### TRY IT:
Look below for the line containing "# place a dot on every instance of the bracelet". Output it and each remaining line of the entries exactly, and nothing else.

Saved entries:
▽

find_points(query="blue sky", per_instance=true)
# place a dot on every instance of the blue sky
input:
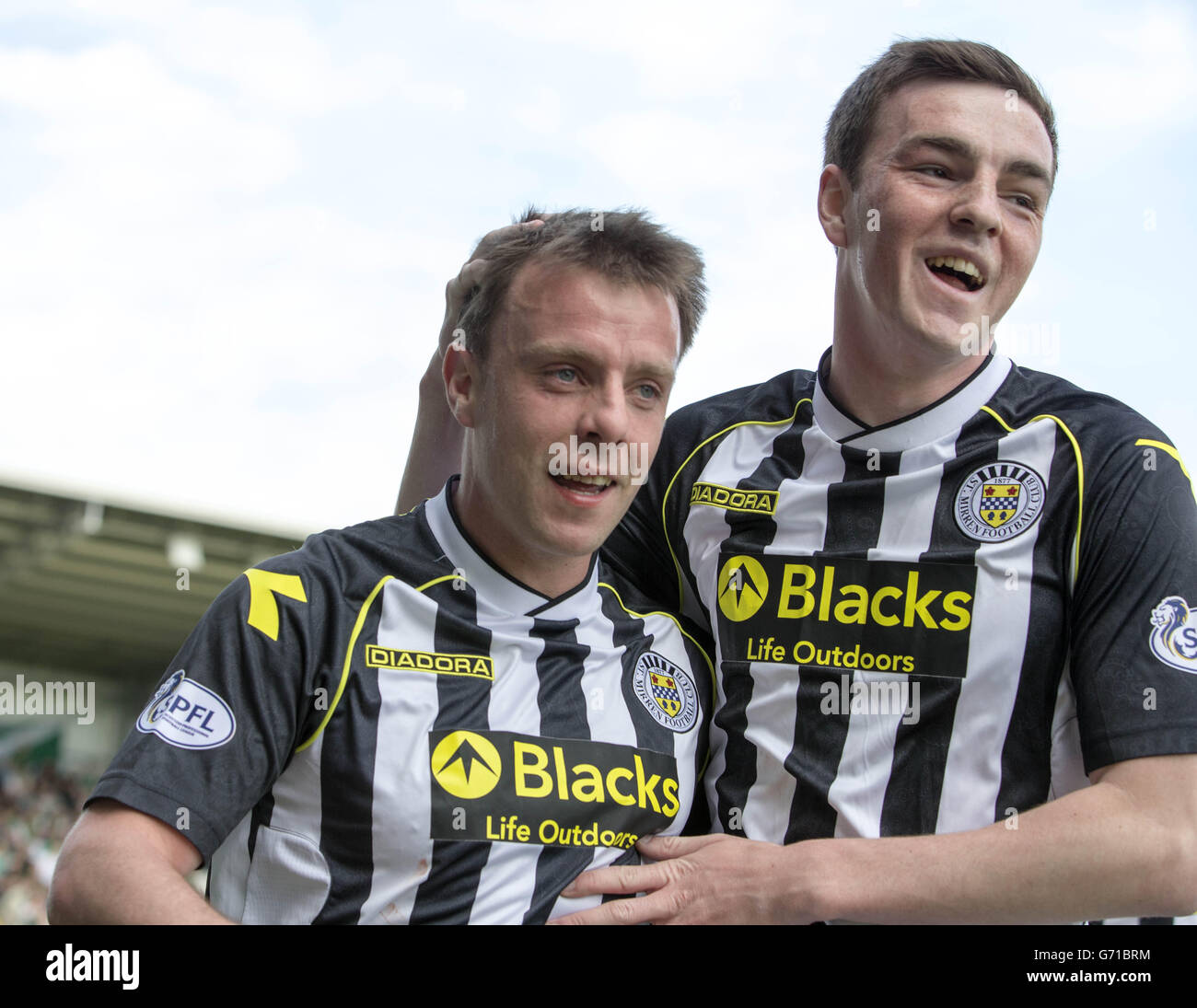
(227, 229)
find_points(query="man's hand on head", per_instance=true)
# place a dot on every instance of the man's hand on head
(699, 880)
(467, 279)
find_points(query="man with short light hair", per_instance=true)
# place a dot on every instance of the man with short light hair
(1018, 556)
(441, 717)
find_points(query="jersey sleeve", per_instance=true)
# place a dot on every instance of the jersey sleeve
(1133, 637)
(238, 700)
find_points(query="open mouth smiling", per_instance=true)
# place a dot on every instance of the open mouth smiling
(590, 485)
(957, 272)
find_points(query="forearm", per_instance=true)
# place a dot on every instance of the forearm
(435, 453)
(122, 886)
(1088, 855)
(120, 865)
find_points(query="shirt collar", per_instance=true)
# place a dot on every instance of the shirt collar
(924, 426)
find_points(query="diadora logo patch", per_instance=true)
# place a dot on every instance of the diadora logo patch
(755, 502)
(1174, 637)
(845, 613)
(666, 691)
(526, 789)
(188, 715)
(437, 662)
(998, 501)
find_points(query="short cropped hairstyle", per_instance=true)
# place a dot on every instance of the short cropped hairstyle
(851, 123)
(622, 246)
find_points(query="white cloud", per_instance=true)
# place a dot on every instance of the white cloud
(1144, 76)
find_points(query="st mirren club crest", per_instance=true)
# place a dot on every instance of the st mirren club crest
(998, 501)
(666, 692)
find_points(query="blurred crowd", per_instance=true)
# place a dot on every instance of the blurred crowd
(37, 807)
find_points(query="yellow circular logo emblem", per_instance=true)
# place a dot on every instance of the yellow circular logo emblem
(466, 764)
(742, 588)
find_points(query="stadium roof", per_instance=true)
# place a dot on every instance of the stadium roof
(90, 585)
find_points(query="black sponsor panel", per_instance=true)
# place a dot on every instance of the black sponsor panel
(565, 793)
(842, 613)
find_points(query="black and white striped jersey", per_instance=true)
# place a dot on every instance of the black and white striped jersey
(383, 727)
(930, 625)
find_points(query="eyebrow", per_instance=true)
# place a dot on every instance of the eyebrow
(958, 147)
(567, 353)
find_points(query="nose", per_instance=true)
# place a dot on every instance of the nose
(980, 206)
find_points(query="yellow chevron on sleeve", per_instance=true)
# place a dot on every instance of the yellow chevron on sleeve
(263, 607)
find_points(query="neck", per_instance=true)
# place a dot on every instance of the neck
(551, 576)
(881, 376)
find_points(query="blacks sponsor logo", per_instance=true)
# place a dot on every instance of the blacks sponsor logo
(437, 662)
(754, 502)
(570, 793)
(841, 613)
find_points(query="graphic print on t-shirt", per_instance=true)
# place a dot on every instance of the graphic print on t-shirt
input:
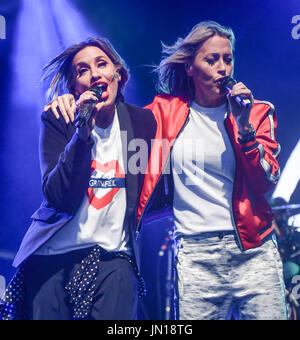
(106, 183)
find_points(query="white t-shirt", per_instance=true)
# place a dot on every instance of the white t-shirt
(100, 218)
(203, 166)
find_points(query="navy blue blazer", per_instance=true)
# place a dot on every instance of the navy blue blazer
(65, 162)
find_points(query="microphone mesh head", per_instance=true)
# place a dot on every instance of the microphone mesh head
(227, 83)
(97, 89)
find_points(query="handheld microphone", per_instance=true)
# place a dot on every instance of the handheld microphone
(227, 84)
(86, 109)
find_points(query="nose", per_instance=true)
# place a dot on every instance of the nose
(95, 74)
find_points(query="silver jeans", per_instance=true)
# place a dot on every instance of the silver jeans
(218, 281)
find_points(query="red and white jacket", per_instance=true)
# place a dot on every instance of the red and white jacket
(257, 168)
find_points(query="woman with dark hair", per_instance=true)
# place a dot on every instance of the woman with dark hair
(79, 258)
(218, 159)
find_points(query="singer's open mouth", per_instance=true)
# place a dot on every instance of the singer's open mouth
(103, 85)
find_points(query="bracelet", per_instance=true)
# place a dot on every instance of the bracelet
(247, 137)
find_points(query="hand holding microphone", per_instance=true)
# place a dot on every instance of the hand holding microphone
(240, 100)
(86, 104)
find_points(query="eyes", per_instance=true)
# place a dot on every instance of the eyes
(82, 70)
(215, 58)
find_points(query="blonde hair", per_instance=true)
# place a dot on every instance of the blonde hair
(172, 76)
(60, 69)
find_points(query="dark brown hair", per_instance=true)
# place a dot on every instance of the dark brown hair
(60, 69)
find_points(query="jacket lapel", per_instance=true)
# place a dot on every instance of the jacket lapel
(127, 135)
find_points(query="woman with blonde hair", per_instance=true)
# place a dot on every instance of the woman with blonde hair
(221, 147)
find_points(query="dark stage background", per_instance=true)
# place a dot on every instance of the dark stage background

△

### ANSWER TO THIS TASK:
# place a dot on every instance of the bracelet
(247, 137)
find_points(query="hand holding microphone", per_instance=true)
# place a dot on every instance of the hand holding microphone
(240, 100)
(86, 104)
find_points(query="eyes", per_instance=true)
# place a dot on every instance of the eyes
(82, 70)
(215, 58)
find_points(query="blonde hair", per_instance=true)
# place a dot on every instance of the blonde hair
(172, 76)
(60, 69)
find_points(query="dark brown hair", per_instance=true)
# place a dot on every instance of the dark brown hair
(60, 69)
find_points(query="jacket lapel", per_instance=true)
# place a dot on every instance of the jacket lapel
(127, 135)
find_points(query="woman with blonde hair", per_instance=true)
# place a dot on every instance of the woman with blonde hair
(221, 147)
find_points(query="dark stage background", per_instance=true)
# place a dot on every instance of the dark stage background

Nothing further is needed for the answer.